**Text section:**
+-------+

On to Franklin Raines. Mr. Raines was the White House budget director for the Clinton administration during the 1990s. In 1999, he became Chairman and chief executive of Fannie Mae and remained there until 2004, when he was forced to resign less than a week after the Securities and Exchange Commission (SEC) directed the mortgage giant to make “accounting corrections” that would result in $6.3 billion of profits being erased. That figure was amended to $10.6 billion in a 2006 report by Office of Federal Housing Enterprise Oversight (OFHEO) which also alleged that, during Raines’ tenure, Fannie Mae “systematically manipulated accounting estimates, ignored accounting requirements it had lobbied unsuccessfully against and operated with weak internal controls that helped obscure the other problems.” The OFHEO report further noted that the company “delayed booking $200 million of expenses in 1998, which allowed Raines and other top executives (including James Johnson) to receive millions of dollars in bonuses linked to Fannie’s profit.”
The level of executive bonus compensation between the years 1998 and 2004 was huge. $115 million was spread around to “Mr. Raines, chief financial officer J. Timothy Howard, and other members of the inner circle of senior executives at Fannie Mae” due to accounting procedures the OFHEO report labeled as “inconsistent with the values of responsibility, accountability, and integrity.”
The government sued Mr. Raines along with two other company executives, seeking $100 million in fines and $115 million in restitution for bonuses “that were not earned.” In 2008, a settlement was reached in which Raines relinquished company stock options, proceeds from stock sales and other benefits totaling $24.7 million. Yet according to the Seattle Times, people familiar with the deal contended that stock options, worth $15.6 million at the time they were issued to Raines, were of “negligible value” at the time of the settlement, due to Fannie Mae shares being hammered by the housing meltdown. Moreover while the size of the fine seems large, context reveals otherwise: Raines’ total compensation from 1998 through 2004 was $91.1 million, including some $52.6 million in bonuses, according to OFHEO.
For his part in the “irregularities,” Raines remained unrepentant. “While I long ago accepted managerial accountability for any errors committed by subordinates while I was CEO, it is a very different matter to suggest that I was legally culpable in any way,” Raines said in a statement. “I was not. This settlement is not an acknowledgment of wrongdoing on my part, because I did not break any laws or rules while leading Fannie Mae. At most, this is an agreement to disagree.”
Another troubling aspect of the government-led lawsuit against Raines, along with CFO and vice chairman Tim Howard and company controller Leanne Spencer, was the fact that the taxpayers paid the defense costs for the litigation. By the beginning of this year those costs totaled $24.2 million for the three executives–and a staggering $132 million to defend all of the other Fannie Mae officials involved in various securities lawsuits and government investigations.

+-------+

**Supplied material:**
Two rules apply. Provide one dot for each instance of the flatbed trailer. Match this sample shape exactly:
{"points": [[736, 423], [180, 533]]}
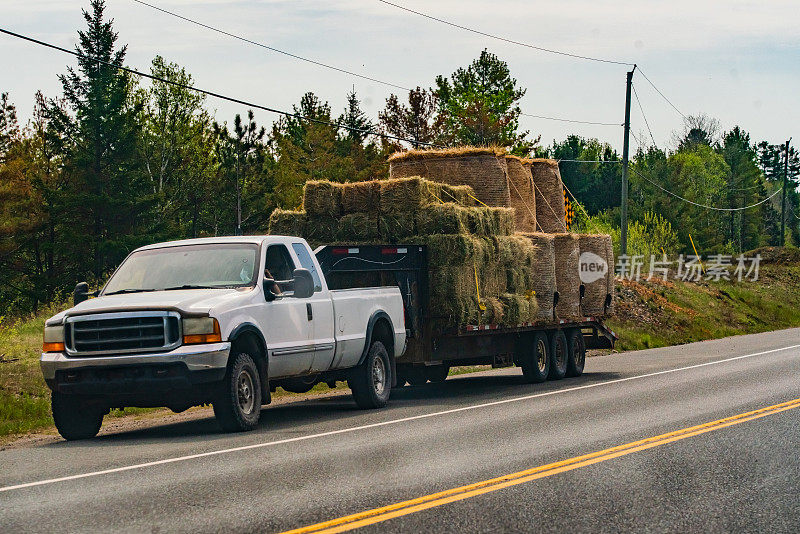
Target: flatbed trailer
{"points": [[548, 349]]}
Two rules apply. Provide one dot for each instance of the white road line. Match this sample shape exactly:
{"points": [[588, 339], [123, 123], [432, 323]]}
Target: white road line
{"points": [[383, 423]]}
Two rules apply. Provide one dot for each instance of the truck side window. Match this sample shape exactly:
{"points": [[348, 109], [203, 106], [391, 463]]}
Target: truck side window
{"points": [[278, 263], [307, 263]]}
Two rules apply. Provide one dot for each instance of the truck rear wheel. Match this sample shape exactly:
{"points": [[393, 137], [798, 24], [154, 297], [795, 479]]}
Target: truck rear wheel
{"points": [[437, 373], [558, 355], [576, 348], [238, 403], [536, 359], [75, 418], [371, 382]]}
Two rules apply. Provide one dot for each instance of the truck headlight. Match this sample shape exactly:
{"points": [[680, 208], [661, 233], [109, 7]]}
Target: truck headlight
{"points": [[53, 339], [201, 330]]}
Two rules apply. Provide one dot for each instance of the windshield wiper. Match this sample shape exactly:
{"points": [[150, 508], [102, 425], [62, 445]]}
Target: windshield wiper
{"points": [[189, 286], [121, 291]]}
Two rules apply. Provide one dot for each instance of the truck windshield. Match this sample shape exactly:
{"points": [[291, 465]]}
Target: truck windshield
{"points": [[186, 267]]}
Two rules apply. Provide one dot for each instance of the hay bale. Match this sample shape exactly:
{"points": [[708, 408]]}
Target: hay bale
{"points": [[442, 219], [549, 194], [322, 198], [522, 197], [611, 279], [395, 227], [361, 197], [484, 169], [543, 275], [287, 222], [592, 251], [358, 227], [568, 283], [407, 194]]}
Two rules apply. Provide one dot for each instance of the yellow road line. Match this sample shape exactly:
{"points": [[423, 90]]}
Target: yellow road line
{"points": [[377, 515]]}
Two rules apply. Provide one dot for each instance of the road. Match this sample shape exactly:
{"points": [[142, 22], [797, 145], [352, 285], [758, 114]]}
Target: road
{"points": [[322, 460]]}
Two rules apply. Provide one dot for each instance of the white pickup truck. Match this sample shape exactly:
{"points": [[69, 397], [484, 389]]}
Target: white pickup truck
{"points": [[222, 321]]}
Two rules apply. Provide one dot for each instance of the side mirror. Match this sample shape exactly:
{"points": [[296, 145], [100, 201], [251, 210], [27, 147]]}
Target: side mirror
{"points": [[80, 294], [303, 284]]}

+-------+

**Problems:**
1. Translate this sentence from the text on Franklin Raines into Spanish: "The level of executive bonus compensation between the years 1998 and 2004 was huge."
2. Reproduce the part of the text on Franklin Raines starting at "The government sued" and ending at "according to OFHEO.".
3. According to OFHEO, as cited in the text on Franklin Raines, what was Raines' total compensation from 1998 through 2004?

**Task answers:**
1. El nivel de las bonificaciones pagadas a los ejecutivos entre los años 1998 y 2004 fue enorme.

2.
The government sued Mr. Raines along with two other company executives, seeking $100 million in fines and $115 million in restitution for bonuses “that were not earned.” In 2008, a settlement was reached in which Raines relinquished company stock options, proceeds from stock sales and other benefits totaling $24.7 million. Yet according to the Seattle Times, people familiar with the deal contended that stock options, worth $15.6 million at the time they were issued to Raines, were of “negligible value” at the time of the settlement, due to Fannie Mae shares being hammered by the housing meltdown. Moreover while the size of the fine seems large, context reveals otherwise: Raines’ total compensation from 1998 through 2004 was $91.1 million, including some $52.6 million in bonuses, according to OFHEO.

3. $91.1 million, including some $52.6 million in bonuses.